# Work required:
Scan the entries for the word "snake" and return every line that has it.

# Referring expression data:
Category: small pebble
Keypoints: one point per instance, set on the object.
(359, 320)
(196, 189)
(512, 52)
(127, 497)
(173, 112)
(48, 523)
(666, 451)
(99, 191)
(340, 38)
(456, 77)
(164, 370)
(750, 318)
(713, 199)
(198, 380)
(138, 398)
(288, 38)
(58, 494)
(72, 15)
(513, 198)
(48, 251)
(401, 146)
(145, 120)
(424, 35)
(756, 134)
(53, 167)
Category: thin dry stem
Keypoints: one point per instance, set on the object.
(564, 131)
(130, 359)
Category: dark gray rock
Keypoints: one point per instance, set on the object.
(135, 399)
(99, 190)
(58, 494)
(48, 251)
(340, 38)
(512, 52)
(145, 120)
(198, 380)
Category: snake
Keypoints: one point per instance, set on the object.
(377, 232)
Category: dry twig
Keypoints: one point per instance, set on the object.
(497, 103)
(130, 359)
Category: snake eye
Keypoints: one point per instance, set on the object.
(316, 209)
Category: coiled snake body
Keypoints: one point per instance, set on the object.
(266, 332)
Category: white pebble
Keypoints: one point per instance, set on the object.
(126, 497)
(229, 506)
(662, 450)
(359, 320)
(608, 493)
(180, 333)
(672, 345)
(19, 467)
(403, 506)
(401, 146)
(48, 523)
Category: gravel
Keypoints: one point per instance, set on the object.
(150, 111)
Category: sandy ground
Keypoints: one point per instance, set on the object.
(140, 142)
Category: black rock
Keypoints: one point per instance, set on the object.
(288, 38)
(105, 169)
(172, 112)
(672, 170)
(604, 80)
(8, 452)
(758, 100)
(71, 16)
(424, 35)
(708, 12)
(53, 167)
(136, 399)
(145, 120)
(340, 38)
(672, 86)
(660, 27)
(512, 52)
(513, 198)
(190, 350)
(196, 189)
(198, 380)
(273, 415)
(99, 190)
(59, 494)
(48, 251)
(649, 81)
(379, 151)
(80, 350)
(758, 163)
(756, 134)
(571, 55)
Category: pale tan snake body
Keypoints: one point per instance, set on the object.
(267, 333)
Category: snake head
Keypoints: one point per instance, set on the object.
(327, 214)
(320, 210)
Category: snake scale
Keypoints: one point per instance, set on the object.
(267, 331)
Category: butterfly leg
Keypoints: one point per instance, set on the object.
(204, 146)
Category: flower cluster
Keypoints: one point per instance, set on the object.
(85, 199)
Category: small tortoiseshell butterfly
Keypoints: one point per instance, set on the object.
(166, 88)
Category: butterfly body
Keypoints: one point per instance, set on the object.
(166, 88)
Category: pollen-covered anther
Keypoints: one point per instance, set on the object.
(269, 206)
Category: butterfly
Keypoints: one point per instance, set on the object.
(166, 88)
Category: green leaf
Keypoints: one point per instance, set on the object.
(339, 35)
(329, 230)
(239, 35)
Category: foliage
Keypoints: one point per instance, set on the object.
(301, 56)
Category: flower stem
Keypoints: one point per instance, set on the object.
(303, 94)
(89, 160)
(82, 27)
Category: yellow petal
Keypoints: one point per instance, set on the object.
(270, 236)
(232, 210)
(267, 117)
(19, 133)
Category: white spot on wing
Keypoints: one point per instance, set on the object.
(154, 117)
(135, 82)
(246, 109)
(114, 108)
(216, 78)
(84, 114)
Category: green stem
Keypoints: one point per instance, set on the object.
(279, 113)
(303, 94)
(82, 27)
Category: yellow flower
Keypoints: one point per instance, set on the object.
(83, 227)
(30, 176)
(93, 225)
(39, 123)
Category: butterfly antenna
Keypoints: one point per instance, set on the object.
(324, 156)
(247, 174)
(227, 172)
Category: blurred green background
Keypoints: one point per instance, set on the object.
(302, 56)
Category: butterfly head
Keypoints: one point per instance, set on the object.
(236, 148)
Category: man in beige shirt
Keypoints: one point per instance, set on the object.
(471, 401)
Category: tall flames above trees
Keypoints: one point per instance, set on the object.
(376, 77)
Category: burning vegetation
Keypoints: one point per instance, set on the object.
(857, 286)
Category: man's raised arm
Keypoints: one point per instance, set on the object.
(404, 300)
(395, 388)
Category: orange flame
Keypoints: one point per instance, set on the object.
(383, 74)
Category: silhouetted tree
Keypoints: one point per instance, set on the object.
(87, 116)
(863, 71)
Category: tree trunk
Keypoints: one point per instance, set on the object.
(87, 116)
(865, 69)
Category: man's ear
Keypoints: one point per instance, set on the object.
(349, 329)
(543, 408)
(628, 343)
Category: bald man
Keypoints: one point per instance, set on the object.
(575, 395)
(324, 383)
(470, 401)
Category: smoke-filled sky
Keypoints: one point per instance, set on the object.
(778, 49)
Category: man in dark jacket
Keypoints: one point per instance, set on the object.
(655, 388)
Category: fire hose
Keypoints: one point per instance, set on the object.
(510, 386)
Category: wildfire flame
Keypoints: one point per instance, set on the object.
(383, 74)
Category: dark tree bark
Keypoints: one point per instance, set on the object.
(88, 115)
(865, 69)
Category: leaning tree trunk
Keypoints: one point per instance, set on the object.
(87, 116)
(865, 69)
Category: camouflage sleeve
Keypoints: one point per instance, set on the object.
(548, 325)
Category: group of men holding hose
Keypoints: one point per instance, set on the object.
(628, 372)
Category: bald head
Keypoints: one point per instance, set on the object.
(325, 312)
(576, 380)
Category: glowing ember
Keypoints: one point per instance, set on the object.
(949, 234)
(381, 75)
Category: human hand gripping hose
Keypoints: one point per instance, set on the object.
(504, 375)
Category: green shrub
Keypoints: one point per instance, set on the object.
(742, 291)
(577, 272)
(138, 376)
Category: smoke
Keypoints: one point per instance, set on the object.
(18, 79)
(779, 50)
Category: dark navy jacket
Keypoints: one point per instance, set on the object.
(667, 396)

...

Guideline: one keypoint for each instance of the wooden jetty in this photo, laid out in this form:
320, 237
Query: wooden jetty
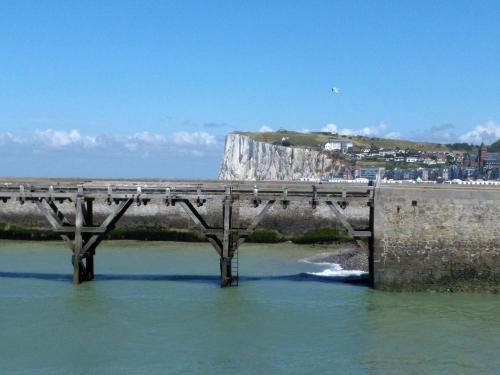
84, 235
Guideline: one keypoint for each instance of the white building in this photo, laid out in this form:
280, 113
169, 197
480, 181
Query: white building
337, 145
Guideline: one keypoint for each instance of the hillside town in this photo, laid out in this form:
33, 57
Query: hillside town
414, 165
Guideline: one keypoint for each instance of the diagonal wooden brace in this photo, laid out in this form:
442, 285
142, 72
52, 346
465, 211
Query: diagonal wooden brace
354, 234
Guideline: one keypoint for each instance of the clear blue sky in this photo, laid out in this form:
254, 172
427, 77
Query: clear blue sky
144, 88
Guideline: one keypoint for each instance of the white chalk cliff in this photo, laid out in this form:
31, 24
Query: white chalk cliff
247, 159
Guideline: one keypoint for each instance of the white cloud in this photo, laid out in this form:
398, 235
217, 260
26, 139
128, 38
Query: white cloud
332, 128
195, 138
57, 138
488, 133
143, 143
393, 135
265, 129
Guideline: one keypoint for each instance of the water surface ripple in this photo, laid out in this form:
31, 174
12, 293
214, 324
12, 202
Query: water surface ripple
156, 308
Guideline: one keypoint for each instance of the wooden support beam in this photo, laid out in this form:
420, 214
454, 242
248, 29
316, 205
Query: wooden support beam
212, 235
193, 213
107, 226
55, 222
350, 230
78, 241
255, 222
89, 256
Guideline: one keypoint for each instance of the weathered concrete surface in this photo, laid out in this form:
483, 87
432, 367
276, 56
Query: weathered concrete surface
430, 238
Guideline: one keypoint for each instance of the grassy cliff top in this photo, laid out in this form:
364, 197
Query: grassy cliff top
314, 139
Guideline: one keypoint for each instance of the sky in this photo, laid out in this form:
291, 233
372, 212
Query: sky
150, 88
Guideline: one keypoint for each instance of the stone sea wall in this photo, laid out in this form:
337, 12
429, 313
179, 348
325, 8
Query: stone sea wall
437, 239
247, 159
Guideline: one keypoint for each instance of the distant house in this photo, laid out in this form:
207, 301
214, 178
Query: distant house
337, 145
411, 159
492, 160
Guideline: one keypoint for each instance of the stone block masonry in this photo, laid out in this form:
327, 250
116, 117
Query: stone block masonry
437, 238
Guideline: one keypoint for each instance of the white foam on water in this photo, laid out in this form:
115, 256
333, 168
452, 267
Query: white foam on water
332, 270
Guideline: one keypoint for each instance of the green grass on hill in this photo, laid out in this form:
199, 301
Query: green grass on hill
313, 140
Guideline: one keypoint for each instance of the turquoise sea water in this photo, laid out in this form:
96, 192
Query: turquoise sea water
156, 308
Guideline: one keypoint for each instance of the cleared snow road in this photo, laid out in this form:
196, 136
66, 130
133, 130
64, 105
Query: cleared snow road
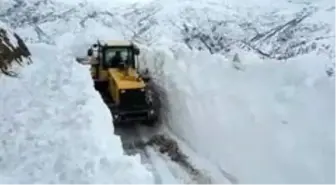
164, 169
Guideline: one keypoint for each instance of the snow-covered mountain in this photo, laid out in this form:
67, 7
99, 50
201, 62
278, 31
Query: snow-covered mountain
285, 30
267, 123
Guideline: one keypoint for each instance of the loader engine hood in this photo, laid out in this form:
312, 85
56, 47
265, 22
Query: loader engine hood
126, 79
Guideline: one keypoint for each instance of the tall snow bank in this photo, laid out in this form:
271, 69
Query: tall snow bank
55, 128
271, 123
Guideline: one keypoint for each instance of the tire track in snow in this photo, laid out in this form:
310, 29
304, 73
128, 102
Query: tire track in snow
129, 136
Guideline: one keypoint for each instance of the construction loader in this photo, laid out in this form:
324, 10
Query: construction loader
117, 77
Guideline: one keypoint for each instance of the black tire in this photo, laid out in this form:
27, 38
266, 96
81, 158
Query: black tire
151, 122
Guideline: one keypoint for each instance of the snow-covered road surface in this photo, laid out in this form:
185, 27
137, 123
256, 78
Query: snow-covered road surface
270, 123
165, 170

...

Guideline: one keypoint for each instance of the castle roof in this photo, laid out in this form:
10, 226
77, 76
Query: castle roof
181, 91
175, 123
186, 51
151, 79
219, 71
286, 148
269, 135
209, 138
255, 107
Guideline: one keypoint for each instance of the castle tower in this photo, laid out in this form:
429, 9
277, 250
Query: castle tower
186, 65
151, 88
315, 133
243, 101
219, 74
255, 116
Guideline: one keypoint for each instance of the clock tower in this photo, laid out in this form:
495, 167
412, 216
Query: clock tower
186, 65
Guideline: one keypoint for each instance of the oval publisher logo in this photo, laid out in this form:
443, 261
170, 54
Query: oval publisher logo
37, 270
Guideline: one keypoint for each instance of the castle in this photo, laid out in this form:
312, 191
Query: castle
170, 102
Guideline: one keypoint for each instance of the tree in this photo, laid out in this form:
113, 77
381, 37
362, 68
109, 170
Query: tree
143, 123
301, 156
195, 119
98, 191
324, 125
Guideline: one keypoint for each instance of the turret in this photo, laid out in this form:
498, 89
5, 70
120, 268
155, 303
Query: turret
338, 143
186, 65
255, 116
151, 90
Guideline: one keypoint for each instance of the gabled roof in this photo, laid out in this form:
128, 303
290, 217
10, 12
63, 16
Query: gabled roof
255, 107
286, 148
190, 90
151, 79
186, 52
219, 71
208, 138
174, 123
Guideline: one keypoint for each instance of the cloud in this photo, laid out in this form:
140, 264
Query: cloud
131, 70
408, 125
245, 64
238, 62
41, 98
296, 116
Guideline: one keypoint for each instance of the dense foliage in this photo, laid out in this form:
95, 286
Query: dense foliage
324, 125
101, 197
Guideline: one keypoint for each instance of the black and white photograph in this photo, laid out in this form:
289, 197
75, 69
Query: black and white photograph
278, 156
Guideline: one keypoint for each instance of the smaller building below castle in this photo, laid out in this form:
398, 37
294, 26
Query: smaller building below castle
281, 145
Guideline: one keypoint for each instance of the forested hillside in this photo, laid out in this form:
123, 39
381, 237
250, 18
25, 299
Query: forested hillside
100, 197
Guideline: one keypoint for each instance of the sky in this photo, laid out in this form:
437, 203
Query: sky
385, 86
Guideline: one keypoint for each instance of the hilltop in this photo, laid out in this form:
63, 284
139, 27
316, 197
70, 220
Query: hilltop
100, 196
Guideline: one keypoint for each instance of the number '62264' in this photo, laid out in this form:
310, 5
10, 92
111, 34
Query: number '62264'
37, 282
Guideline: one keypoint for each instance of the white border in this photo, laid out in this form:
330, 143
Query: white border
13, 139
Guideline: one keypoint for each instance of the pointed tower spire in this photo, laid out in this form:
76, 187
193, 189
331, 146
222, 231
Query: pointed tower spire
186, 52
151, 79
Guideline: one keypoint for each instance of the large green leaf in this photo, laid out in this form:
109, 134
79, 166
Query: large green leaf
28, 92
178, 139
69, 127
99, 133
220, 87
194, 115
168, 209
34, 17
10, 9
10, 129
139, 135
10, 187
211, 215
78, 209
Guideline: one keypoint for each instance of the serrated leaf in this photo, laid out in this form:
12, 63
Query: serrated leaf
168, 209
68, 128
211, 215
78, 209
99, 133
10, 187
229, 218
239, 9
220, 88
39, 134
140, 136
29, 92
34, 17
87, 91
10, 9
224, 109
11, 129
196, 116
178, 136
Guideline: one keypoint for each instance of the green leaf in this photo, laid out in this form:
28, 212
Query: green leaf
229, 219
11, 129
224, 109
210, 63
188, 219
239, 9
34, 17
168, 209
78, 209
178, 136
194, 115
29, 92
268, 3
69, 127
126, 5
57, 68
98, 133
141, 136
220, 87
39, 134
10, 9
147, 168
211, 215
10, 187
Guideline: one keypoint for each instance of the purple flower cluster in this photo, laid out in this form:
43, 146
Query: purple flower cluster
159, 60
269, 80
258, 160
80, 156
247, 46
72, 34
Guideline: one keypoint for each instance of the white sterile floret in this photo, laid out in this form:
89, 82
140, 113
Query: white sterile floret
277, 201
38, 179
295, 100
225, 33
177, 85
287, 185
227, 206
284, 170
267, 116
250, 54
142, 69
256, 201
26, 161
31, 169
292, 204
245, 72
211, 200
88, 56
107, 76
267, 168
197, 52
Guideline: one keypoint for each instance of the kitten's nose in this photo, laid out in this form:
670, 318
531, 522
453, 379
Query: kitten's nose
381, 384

# Task answer:
Category: snake
Category: snake eye
Category: coiled snake body
Category: pale tan snake body
Category: snake head
Category: snake scale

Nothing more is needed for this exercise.